- The task -
Pull out each line of the material that contains the string "turret", matching letter case exactly.

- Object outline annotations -
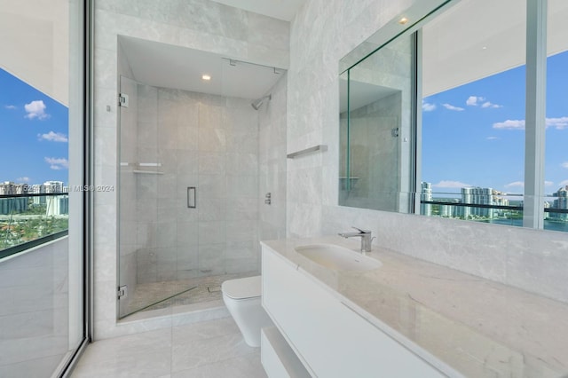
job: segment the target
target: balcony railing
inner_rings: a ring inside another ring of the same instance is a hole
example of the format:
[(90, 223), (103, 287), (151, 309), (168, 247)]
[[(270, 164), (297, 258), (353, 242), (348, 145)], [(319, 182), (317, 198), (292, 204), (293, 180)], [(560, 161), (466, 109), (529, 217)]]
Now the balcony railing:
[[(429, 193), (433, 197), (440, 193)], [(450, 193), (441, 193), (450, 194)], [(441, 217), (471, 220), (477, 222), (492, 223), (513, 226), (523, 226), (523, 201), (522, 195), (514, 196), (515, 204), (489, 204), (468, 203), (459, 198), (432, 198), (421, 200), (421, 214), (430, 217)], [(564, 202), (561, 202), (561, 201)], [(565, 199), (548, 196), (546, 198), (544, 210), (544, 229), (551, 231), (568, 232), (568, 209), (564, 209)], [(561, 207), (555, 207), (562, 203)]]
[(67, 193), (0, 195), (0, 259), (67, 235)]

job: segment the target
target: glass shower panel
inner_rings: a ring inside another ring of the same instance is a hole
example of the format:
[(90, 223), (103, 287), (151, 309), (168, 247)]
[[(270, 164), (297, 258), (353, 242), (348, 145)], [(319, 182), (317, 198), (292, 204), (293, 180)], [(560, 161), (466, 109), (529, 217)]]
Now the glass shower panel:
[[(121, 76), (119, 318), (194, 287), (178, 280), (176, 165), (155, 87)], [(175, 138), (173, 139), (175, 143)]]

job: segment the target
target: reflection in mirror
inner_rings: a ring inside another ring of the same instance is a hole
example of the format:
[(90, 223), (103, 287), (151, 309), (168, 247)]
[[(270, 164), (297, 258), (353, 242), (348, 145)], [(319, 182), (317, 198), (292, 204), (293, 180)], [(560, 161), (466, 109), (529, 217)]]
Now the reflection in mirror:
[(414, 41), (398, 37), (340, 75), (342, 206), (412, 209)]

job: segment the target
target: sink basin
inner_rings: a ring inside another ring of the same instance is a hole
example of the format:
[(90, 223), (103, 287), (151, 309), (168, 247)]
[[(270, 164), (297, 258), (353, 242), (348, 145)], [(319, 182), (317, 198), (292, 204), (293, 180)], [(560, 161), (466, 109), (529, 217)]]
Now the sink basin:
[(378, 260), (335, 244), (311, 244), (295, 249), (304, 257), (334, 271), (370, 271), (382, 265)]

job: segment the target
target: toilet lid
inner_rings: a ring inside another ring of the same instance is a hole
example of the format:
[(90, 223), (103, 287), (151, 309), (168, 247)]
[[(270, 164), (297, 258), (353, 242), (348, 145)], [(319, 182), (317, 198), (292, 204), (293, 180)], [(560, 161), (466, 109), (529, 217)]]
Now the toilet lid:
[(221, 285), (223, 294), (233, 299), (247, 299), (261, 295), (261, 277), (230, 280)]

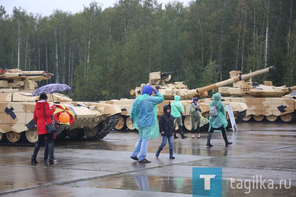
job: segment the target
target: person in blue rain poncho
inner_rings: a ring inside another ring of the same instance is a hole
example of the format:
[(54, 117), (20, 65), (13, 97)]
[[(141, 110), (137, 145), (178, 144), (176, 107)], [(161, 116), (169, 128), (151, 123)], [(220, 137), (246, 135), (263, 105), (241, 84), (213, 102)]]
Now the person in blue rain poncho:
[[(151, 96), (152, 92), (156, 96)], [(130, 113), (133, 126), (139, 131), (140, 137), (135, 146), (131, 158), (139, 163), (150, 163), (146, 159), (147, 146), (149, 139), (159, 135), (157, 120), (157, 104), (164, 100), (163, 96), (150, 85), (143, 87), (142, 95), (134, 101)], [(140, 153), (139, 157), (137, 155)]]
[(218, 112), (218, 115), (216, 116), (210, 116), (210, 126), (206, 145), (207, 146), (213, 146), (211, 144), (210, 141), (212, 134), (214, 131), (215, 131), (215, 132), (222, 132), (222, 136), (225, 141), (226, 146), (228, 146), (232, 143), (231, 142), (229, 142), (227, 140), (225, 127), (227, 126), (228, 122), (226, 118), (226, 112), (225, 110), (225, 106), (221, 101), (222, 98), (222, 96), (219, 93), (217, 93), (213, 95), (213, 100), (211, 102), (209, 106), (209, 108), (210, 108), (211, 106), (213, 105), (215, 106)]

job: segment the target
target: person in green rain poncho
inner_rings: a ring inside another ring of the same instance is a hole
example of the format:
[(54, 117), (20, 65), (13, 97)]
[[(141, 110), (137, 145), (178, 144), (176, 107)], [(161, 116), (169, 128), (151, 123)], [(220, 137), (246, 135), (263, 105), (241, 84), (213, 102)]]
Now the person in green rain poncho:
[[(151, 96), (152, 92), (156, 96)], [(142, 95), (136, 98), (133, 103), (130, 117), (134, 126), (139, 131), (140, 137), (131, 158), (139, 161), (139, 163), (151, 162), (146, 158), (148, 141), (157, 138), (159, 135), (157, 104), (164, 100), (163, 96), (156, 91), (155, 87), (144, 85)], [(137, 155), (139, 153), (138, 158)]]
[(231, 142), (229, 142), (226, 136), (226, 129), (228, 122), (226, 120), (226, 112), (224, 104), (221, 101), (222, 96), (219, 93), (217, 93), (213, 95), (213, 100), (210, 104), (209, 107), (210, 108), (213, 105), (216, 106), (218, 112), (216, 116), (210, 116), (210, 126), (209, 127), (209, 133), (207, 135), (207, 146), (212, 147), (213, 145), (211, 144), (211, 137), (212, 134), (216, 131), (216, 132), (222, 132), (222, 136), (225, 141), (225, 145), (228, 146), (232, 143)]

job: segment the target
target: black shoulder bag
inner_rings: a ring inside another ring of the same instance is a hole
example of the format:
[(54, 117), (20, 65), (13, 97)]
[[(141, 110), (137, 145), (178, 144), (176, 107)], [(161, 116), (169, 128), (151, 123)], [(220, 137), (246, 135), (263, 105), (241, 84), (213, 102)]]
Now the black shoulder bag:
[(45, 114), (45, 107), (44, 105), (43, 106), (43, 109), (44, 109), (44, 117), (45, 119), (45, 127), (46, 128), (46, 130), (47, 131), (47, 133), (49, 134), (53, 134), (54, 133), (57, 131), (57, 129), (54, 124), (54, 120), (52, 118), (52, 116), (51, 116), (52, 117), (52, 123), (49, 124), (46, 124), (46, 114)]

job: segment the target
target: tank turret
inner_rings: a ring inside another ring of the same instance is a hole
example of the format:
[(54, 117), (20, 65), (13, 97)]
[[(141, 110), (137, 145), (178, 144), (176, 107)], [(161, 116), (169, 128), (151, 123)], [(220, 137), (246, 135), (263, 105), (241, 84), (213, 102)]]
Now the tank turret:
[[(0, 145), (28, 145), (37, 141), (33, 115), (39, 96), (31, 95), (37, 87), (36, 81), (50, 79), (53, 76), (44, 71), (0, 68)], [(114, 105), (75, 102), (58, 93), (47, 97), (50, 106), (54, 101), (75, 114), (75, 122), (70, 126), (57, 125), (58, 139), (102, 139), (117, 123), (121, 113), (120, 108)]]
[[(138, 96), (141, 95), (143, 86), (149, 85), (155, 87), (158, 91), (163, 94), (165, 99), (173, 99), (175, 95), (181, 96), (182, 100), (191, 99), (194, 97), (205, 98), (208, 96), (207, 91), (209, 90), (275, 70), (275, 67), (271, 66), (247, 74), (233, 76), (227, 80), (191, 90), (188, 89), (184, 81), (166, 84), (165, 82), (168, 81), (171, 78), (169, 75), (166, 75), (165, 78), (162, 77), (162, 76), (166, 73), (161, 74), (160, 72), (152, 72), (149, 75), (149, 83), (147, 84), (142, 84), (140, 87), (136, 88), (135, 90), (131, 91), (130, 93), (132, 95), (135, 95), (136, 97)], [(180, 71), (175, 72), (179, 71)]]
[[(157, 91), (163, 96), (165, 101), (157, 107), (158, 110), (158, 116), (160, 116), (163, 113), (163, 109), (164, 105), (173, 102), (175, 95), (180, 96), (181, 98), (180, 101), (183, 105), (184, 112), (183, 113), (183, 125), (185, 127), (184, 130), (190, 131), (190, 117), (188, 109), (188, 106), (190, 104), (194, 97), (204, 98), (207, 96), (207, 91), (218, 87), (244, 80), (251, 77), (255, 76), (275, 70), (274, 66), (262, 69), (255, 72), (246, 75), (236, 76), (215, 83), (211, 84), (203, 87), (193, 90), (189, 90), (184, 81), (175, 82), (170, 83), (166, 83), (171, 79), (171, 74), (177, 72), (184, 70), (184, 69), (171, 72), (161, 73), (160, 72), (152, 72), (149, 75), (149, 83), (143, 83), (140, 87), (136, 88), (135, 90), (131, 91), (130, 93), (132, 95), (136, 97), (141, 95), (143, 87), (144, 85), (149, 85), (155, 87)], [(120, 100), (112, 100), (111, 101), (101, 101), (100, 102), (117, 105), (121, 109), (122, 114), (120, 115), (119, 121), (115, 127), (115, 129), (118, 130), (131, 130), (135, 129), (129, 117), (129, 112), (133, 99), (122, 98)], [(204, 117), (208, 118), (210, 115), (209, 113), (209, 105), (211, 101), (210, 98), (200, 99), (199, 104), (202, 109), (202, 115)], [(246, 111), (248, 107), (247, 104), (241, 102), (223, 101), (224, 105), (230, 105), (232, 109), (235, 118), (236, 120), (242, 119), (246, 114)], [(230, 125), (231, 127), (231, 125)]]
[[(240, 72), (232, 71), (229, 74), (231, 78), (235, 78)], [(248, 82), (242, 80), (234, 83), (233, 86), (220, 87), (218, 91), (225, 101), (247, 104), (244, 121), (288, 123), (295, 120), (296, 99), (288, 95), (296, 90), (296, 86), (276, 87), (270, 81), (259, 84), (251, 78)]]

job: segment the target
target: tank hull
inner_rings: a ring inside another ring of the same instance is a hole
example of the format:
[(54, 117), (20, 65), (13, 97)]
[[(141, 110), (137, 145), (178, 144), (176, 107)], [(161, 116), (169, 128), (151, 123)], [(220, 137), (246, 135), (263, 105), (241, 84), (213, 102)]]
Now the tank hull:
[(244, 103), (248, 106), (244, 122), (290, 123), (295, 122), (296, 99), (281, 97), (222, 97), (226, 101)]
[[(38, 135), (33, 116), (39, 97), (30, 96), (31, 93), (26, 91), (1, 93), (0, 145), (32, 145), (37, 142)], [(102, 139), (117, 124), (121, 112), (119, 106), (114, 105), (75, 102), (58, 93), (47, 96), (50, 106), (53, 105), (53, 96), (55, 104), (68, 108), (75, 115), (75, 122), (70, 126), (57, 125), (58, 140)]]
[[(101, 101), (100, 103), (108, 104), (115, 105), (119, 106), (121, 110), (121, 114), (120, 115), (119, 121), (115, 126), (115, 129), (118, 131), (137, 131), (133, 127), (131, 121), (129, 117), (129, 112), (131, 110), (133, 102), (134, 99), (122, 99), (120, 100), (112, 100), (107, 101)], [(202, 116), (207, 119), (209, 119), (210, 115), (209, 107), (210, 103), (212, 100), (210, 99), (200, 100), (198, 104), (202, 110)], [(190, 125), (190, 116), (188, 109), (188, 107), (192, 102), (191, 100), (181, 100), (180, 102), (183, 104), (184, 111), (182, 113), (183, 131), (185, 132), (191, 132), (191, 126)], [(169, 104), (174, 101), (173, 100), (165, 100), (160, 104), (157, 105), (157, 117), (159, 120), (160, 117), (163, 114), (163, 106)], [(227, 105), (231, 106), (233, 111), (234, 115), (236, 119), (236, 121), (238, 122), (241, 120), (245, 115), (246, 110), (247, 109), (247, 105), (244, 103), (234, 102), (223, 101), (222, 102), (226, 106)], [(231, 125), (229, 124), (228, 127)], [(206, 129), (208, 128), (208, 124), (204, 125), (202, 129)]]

- Response to the exercise -
target: tank turret
Now the tank turret:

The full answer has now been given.